What is needed here is an exact transcription of all the entries.

Source data:
● ● ● ● ● ● ●
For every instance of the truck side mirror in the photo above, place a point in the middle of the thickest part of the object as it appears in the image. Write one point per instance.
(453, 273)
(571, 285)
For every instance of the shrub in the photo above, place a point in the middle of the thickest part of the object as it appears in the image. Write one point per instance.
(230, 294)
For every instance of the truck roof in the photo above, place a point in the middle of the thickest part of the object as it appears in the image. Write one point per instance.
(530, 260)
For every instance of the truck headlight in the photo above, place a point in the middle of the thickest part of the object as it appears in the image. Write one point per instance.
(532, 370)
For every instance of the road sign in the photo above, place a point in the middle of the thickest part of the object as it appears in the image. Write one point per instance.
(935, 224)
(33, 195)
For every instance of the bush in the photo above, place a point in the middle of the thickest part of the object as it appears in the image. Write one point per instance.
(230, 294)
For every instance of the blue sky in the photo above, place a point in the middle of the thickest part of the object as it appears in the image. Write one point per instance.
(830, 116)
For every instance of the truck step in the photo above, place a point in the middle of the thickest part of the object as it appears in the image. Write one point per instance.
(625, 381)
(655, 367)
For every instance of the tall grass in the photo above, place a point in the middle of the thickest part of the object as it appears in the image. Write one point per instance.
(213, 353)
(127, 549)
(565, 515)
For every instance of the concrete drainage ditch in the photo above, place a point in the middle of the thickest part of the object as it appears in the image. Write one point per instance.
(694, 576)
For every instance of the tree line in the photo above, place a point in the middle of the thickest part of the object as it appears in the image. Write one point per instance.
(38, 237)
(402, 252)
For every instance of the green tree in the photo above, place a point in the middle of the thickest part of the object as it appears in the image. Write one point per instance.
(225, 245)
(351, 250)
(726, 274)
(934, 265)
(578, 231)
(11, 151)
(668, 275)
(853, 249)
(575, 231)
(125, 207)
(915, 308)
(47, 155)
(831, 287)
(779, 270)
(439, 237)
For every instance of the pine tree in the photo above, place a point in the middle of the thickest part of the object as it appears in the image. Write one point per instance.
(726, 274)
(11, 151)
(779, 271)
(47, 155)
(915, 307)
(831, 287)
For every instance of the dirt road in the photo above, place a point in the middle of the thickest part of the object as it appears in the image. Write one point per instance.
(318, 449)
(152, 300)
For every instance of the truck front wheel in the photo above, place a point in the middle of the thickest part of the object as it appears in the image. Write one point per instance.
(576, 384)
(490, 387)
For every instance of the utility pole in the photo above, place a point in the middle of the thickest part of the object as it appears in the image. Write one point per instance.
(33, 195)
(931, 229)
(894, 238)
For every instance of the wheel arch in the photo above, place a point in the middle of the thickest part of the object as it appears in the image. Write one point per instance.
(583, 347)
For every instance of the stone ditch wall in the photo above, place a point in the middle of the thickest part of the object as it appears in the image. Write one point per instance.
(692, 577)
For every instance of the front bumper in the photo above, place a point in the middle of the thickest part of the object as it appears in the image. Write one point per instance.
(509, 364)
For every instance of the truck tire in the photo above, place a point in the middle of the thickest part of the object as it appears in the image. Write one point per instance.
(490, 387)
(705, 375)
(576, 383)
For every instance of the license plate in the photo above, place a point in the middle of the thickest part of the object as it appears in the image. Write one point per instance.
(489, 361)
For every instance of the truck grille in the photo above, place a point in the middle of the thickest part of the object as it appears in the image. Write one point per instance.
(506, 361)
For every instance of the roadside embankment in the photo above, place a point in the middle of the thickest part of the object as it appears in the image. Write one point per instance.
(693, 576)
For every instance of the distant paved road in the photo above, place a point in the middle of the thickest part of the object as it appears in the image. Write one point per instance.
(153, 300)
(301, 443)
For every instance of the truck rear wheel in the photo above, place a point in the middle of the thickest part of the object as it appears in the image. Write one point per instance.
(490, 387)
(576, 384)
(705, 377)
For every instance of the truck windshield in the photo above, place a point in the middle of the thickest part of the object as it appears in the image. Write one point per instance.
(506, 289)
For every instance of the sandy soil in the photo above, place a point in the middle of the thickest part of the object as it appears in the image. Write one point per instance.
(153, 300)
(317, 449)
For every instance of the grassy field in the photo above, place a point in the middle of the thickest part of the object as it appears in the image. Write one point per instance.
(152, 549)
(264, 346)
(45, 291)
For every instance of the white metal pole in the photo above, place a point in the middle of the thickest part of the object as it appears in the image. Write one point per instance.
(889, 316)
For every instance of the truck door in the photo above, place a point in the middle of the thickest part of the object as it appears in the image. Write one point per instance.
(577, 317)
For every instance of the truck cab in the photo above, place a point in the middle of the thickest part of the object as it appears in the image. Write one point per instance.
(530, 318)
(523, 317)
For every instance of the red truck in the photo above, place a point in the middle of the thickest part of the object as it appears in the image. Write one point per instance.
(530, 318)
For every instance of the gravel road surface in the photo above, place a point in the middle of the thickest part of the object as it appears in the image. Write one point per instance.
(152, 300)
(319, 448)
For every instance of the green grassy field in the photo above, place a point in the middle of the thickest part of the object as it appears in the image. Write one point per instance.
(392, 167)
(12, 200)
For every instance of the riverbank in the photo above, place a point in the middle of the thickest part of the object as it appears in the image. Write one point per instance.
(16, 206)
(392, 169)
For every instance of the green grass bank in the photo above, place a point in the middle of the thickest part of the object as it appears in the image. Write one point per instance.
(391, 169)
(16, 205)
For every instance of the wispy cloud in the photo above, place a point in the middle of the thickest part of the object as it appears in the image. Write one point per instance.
● ● ● ● ● ● ●
Exercise output:
For every instance of the truck side mirror in the photo above, place a point in the middle of the thickest part of the object as it appears in the image. Write one point per instance.
(453, 273)
(571, 285)
For every instance of the shrub in the photo above, place a point in the middle of the thickest part of the object as it appears in the image. Write one point per instance.
(230, 294)
For every instance of the truck roof in the photo above, place a point in the middle of the thickest part of the object as it appears in the image. Write one point per instance.
(530, 260)
For every instance of the truck headlight in the photo above, place a point in the middle of the thickest part of the object as it appears in the image. Write one point per instance.
(532, 370)
For every instance of the road sign in the photo above, place a point in the middle of the thickest part of the object as it appears in the image. Write one point per instance.
(935, 224)
(33, 195)
For every instance of the bush in the photo above, place a point in the middle of the thickest part of the object as it appears in the image. Write one point per instance.
(230, 294)
For every instance of the blue sky in the photo above, place a point in the middle of the thickest part of the object as it appears in the image. Write one point per instance.
(830, 116)
For every instance of the truck step in the photo above, place a point in the middle of the thickest part of the object as it appears in the image. Write one point per instance.
(625, 381)
(655, 367)
For every instance of the tall grass in the photo above, place a point in the middle of the thickest part of the object as it appears in the image. Write one point per instance.
(213, 353)
(127, 549)
(565, 515)
For every instance of the concrete drainage ditch in the photo above, place a point in the middle of the thickest part of the object as it appears in the image. Write one point per instance.
(694, 576)
For every instance of the tree line in the photo above, place a point in the middle of the thickest part of the object as it appears in the image. Write one point per instance.
(38, 237)
(402, 252)
For every instance of the green tree in the photo above, place a point in the middle of the thickest part of the object as it appears in the image. Write one point per instance.
(225, 245)
(351, 250)
(726, 274)
(934, 265)
(578, 231)
(11, 151)
(668, 275)
(853, 249)
(575, 231)
(125, 207)
(915, 308)
(47, 155)
(831, 287)
(779, 270)
(439, 237)
For every instance of the pine tree in the photo above, place a point in the middle of the thickest part of the object as it appears in the image. Write one point per instance.
(726, 274)
(11, 151)
(779, 271)
(47, 155)
(915, 307)
(831, 287)
For every instance of the dirt road in the photo above, place a point in the middle of the thickest part of the object as it appears in the image. Write one point per instance.
(318, 449)
(152, 300)
For every instance of the truck front wheel in the photo above, place a point in the middle of the thickest part of the object as it appears in the image. Write one point per instance.
(576, 384)
(490, 387)
For every instance of the utility pole in the photo above, place a point in the middle of the thickest part of the object as it appears in the image. Write one point per instance.
(33, 195)
(931, 229)
(894, 238)
For every instance of the wheel arch in the photo above, place a point in the middle of the thickest part of the object as it appears in the image. Write one point per instance.
(583, 347)
For every instance of the stone ditch wall in the photo above, place a point in the middle of the thickest part of the object as it appears in the image. Write one point per instance.
(692, 577)
For every instance of the front bumper in the photo above, place a point in the middle of the thickest part of the object as it appears in the image. Write one point per instance.
(509, 364)
For every instance of the truck tire in the photo above, place a point in the middle of the thickest part of the object as it appears in the image. Write one point per instance.
(490, 387)
(705, 375)
(576, 383)
For every instance of the license plate in the photo above, place a point in the middle of the thickest part of the object as it appears in the image. Write one point per instance.
(489, 361)
For every instance of the truck grille in the photo above, place a point in the middle of the thickest part of the object as it appears in the image. Write one point per instance.
(506, 361)
For every instance of the roadside embankment in the photo above, place a point in the middle of the thickest part of the object as it appears in the image. Write one point per instance.
(693, 576)
For every instance of the distant paved road in the photo above, place a point in the middle of the thickest part of the object as it appears in the image. Write one point per instance.
(153, 300)
(301, 443)
For every instance of the truck rear wheel in the photo above, place a point in the middle of the thickest part of the object as it appears in the image. Write one point per instance.
(490, 387)
(576, 384)
(705, 377)
For every instance of the truck windshield in the photo above, place a point in the middle of the thickest part of the object as it appears in the image. Write one point per instance.
(506, 289)
For every instance of the sandy soil in the photo above, place a point in the middle of the thickest part of the object as it appears in the image. Write one point per instance.
(153, 300)
(317, 449)
For every instance of the grassy field in the photo above, place a point in the middle of the thickest part of the object as it appears in the image. Write one point per instance.
(152, 549)
(264, 346)
(45, 291)
For every instance of the white metal pole in the photo above, place a point in the middle of the thickest part of the object as it appears in the image. Write one point per instance.
(889, 316)
For every instance of the truck door in the photo above, place a point in the middle of the thickest part of the object as it appears in the image. Write one point per instance.
(577, 317)
For every instance of the truck cab in the photo above, place a point in the middle of the thickest part of the object as it appears in the image. Write one point per instance.
(530, 318)
(523, 317)
For every instance of the red truck in the photo above, place a point in the middle of the thickest part of the object as it appears in the image. Write one point per instance.
(530, 318)
For every instance of the gravel road surface in the photo above, place a point in the middle of the thickest part of the object as it appears in the image. Write one point per instance.
(152, 300)
(319, 448)
For every instance of the green grassy field in the photo above, place a point in the middle of the thickest part of the object as it appears in the image. Write one point per instance.
(392, 167)
(12, 200)
For every instance of the riverbank in the photo above, place a point in the middle of the thickest part of the object as it appears in the image. Write one point per instance.
(16, 206)
(392, 169)
For every instance of the green grass bank in the photo above, place a point in the middle of the thickest part of the object as it appears in the image. Write one point per instance.
(391, 169)
(16, 205)
For every instance of the wispy cloud in the photo above, place a point in the middle of the thickest part of the object as it appears in the image. Write one point per instance.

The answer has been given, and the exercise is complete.